*Your goal*
The answer should consist of each line below that contains the word "white".

Source information section start

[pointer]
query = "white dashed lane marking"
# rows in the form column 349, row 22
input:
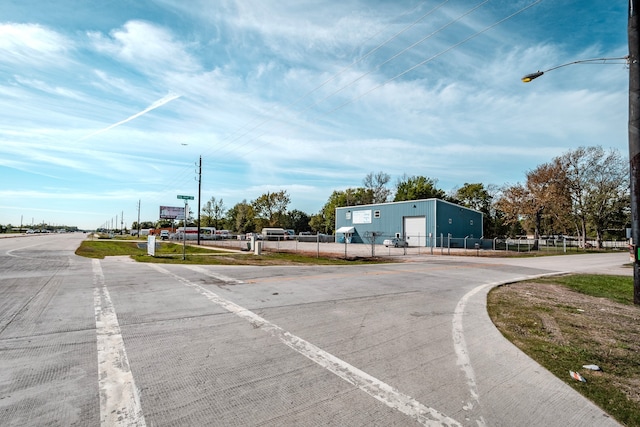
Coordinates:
column 372, row 386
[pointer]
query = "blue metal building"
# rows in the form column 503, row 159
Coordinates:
column 424, row 222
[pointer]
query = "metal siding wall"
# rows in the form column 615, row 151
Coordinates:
column 461, row 218
column 436, row 212
column 391, row 219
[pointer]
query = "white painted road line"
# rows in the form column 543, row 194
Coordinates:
column 365, row 382
column 460, row 344
column 119, row 398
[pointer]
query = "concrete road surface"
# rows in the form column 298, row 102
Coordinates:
column 113, row 342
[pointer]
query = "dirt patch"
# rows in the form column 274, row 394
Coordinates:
column 564, row 330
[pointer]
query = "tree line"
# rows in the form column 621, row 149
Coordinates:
column 582, row 193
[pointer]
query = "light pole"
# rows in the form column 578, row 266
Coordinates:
column 633, row 33
column 533, row 76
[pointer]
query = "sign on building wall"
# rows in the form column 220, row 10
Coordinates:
column 172, row 212
column 362, row 217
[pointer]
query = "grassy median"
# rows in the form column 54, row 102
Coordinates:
column 171, row 253
column 567, row 322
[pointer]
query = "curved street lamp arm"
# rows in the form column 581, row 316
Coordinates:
column 532, row 76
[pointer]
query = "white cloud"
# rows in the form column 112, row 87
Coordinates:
column 147, row 47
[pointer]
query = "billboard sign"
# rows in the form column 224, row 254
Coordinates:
column 171, row 212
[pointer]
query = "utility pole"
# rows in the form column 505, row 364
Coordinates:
column 633, row 33
column 199, row 193
column 138, row 217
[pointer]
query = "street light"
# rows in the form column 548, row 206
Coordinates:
column 533, row 76
column 632, row 60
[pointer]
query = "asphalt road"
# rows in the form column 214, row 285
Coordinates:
column 113, row 342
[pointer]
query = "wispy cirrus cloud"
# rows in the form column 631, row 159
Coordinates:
column 159, row 103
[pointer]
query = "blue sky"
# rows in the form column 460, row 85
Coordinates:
column 108, row 103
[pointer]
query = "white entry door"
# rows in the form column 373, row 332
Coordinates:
column 415, row 230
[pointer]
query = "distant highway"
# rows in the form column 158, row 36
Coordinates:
column 114, row 342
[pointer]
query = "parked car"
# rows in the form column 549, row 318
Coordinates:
column 395, row 242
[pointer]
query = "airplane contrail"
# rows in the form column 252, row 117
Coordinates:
column 157, row 104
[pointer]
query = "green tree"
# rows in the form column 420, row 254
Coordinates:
column 417, row 188
column 296, row 220
column 270, row 208
column 213, row 212
column 597, row 182
column 377, row 183
column 241, row 218
column 477, row 196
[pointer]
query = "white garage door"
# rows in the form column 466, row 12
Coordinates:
column 415, row 229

Source information section end

*Task output*
query = "white dashed lane marking"
query = "white painted road line"
query = "white cloud"
query = "white entry door"
query = "white garage door"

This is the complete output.